== Exercise details ==
For this exercise, transcribe all the records below exactly.

== Extracted records ==
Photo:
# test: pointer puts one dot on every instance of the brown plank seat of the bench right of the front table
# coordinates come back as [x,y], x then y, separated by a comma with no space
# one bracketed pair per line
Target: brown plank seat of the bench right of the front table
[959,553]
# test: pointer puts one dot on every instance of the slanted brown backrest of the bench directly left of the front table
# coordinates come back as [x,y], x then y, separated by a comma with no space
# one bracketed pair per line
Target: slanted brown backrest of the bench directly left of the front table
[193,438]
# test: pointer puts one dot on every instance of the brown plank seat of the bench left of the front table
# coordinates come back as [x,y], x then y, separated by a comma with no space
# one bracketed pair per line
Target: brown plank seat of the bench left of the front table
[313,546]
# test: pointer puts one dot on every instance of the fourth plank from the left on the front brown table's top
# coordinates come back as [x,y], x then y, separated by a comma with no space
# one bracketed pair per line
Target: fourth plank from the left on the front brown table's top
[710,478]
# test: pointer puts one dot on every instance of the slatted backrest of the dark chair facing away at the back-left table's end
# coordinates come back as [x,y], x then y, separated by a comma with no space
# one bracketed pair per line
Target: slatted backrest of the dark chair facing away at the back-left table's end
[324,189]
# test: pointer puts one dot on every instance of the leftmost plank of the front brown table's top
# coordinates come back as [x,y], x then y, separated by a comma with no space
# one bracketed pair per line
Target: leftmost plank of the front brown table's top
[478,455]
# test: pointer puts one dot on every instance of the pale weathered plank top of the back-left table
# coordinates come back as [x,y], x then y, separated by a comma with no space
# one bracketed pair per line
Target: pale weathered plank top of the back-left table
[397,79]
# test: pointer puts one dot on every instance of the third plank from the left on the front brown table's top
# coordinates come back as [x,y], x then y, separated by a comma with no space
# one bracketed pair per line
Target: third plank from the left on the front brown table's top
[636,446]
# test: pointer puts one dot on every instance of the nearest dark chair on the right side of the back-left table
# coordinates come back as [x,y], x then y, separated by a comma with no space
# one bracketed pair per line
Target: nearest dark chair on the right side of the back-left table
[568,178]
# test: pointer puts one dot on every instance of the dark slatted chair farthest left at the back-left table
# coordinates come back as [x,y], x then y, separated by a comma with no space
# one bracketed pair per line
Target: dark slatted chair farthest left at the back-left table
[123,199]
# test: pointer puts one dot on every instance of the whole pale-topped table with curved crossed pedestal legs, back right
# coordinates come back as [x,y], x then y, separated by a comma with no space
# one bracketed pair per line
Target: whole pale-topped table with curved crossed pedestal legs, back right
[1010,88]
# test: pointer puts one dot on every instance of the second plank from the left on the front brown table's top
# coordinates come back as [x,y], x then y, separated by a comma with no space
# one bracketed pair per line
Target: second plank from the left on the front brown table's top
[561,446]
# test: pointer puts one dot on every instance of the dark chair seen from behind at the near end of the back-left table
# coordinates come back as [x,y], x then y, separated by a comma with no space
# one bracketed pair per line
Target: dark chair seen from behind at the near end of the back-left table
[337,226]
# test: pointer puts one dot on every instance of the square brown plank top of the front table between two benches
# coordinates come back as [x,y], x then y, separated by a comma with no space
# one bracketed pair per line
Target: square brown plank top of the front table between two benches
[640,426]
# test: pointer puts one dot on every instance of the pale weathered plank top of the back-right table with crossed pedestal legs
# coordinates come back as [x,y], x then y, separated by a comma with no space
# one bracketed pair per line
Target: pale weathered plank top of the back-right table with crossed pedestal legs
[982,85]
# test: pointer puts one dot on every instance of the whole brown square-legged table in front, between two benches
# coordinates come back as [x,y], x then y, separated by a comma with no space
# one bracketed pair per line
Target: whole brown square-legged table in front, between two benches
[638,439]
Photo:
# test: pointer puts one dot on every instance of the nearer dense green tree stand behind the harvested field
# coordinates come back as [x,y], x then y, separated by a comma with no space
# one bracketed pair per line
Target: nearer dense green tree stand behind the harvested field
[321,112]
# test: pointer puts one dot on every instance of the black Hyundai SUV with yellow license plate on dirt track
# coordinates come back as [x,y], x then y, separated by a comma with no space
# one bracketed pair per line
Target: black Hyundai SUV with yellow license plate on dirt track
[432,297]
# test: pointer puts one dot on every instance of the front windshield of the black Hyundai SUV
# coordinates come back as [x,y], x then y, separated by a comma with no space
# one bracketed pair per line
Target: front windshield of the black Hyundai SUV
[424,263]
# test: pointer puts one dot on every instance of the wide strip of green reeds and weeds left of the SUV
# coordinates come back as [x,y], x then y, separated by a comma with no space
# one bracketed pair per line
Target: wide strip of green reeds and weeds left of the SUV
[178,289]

== Answer for the task ==
Photo:
# test: pointer puts one dot on every instance of the brown plank seat of the bench right of the front table
# coordinates come back as [x,y], x then y, separated by a comma with no space
# one bracketed pair per line
Target: brown plank seat of the bench right of the front table
[959,553]
# test: pointer puts one dot on every instance of the slanted brown backrest of the bench directly left of the front table
# coordinates come back as [x,y], x then y, separated by a comma with no space
# one bracketed pair per line
Target: slanted brown backrest of the bench directly left of the front table
[193,438]
# test: pointer puts one dot on every instance of the brown plank seat of the bench left of the front table
# coordinates come back as [x,y], x then y, separated by a comma with no space
# one bracketed pair per line
Target: brown plank seat of the bench left of the front table
[313,546]
# test: pointer puts one dot on every instance of the fourth plank from the left on the front brown table's top
# coordinates come back as [x,y], x then y, separated by a comma with no space
# one bracketed pair per line
Target: fourth plank from the left on the front brown table's top
[710,478]
# test: pointer puts one dot on every instance of the slatted backrest of the dark chair facing away at the back-left table's end
# coordinates come back as [x,y], x then y, separated by a comma with no space
# one bracketed pair per line
Target: slatted backrest of the dark chair facing away at the back-left table's end
[324,189]
# test: pointer puts one dot on every instance of the leftmost plank of the front brown table's top
# coordinates come back as [x,y], x then y, separated by a comma with no space
# one bracketed pair per line
Target: leftmost plank of the front brown table's top
[478,455]
# test: pointer puts one dot on every instance of the pale weathered plank top of the back-left table
# coordinates come back as [x,y], x then y, separated by a comma with no space
# one bracketed pair per line
Target: pale weathered plank top of the back-left table
[397,79]
# test: pointer puts one dot on every instance of the third plank from the left on the front brown table's top
# coordinates come back as [x,y], x then y, separated by a comma with no space
# one bracketed pair per line
Target: third plank from the left on the front brown table's top
[636,446]
# test: pointer puts one dot on every instance of the nearest dark chair on the right side of the back-left table
# coordinates come back as [x,y], x then y, separated by a comma with no space
# one bracketed pair per line
Target: nearest dark chair on the right side of the back-left table
[568,178]
# test: pointer puts one dot on every instance of the dark slatted chair farthest left at the back-left table
# coordinates come back as [x,y], x then y, separated by a comma with no space
# one bracketed pair per line
Target: dark slatted chair farthest left at the back-left table
[123,199]
# test: pointer puts one dot on every instance of the whole pale-topped table with curved crossed pedestal legs, back right
# coordinates come back as [x,y], x then y, separated by a comma with no space
# one bracketed pair per line
Target: whole pale-topped table with curved crossed pedestal legs, back right
[1010,88]
# test: pointer puts one dot on every instance of the second plank from the left on the front brown table's top
# coordinates come back as [x,y], x then y, separated by a comma with no space
# one bracketed pair per line
Target: second plank from the left on the front brown table's top
[561,446]
# test: pointer puts one dot on every instance of the dark chair seen from behind at the near end of the back-left table
# coordinates come back as [x,y], x then y, separated by a comma with no space
# one bracketed pair per line
Target: dark chair seen from behind at the near end of the back-left table
[337,226]
# test: pointer puts one dot on every instance of the square brown plank top of the front table between two benches
# coordinates come back as [x,y], x then y, separated by a comma with no space
# one bracketed pair per line
Target: square brown plank top of the front table between two benches
[640,426]
# test: pointer puts one dot on every instance of the pale weathered plank top of the back-right table with crossed pedestal legs
# coordinates come back as [x,y], x then y, separated by a comma with no space
# one bracketed pair per line
Target: pale weathered plank top of the back-right table with crossed pedestal legs
[982,85]
# test: pointer puts one dot on every instance of the whole brown square-legged table in front, between two benches
# coordinates come back as [x,y], x then y, separated by a comma with no space
# one bracketed pair per line
Target: whole brown square-legged table in front, between two benches
[638,439]
Photo:
# test: pointer puts one dot on every instance of the nearer dense green tree stand behind the harvested field
# coordinates come back as [x,y], x then y, separated by a comma with no space
# one bracketed pair per line
Target: nearer dense green tree stand behind the harvested field
[321,112]
# test: pointer puts one dot on every instance of the black Hyundai SUV with yellow license plate on dirt track
# coordinates come back as [x,y], x then y, separated by a comma with no space
# one bracketed pair per line
Target: black Hyundai SUV with yellow license plate on dirt track
[432,297]
# test: pointer puts one dot on every instance of the front windshield of the black Hyundai SUV
# coordinates come back as [x,y], x then y, separated by a comma with no space
# one bracketed pair per line
Target: front windshield of the black Hyundai SUV
[424,263]
# test: pointer puts one dot on every instance of the wide strip of green reeds and weeds left of the SUV
# coordinates come back as [x,y], x then y, separated by a comma with no space
# one bracketed pair per line
Target: wide strip of green reeds and weeds left of the SUV
[178,289]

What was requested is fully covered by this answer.